Prompt →
Render everything from the line containing "If you could place a marker on the worker" down to the final line as a numbered list, omitting any blank lines.

Point annotation records →

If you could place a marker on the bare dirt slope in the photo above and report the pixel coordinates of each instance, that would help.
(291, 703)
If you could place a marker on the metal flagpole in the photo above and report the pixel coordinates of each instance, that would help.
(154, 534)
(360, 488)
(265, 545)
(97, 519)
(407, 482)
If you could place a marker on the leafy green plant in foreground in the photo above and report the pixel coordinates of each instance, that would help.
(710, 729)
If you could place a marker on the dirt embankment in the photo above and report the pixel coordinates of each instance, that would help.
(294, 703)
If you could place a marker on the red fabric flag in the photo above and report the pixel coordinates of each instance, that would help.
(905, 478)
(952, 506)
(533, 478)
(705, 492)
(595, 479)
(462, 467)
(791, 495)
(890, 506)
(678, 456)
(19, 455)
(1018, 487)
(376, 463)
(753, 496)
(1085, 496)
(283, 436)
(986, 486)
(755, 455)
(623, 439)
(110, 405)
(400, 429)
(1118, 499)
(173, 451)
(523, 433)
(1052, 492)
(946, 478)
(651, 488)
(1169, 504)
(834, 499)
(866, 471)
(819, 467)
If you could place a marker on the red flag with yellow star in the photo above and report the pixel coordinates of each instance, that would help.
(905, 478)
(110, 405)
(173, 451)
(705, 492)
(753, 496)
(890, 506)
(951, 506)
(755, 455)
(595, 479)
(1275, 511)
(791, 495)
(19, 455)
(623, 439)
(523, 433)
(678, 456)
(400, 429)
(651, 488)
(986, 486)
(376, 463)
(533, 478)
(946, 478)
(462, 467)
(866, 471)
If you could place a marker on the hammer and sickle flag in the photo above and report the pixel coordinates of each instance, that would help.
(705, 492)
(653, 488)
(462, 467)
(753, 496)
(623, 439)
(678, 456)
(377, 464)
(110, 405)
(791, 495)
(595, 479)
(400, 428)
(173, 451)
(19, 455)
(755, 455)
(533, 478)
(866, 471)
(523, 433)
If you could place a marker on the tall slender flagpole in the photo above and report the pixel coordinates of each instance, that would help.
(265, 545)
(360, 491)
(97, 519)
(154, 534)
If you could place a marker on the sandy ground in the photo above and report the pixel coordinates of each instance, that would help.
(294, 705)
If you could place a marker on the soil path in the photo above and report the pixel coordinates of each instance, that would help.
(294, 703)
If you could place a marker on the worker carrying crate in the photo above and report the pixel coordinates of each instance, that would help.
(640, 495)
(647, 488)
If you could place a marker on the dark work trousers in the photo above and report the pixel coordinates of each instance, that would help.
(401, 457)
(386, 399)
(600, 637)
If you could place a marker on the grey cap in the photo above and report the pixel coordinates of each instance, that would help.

The response →
1. If you could place a marker on the worker carrying crate in the photo above and report the pixel coordinates of each instance, that would help.
2. (640, 495)
3. (647, 488)
4. If you could place a marker on the dark work trousers in the photo above and report the pixel coordinates of each instance, that would help.
5. (401, 457)
6. (386, 399)
7. (600, 637)
8. If you could place a marker on the grey cap in the photo above and report the pixel coordinates of each instance, that would help.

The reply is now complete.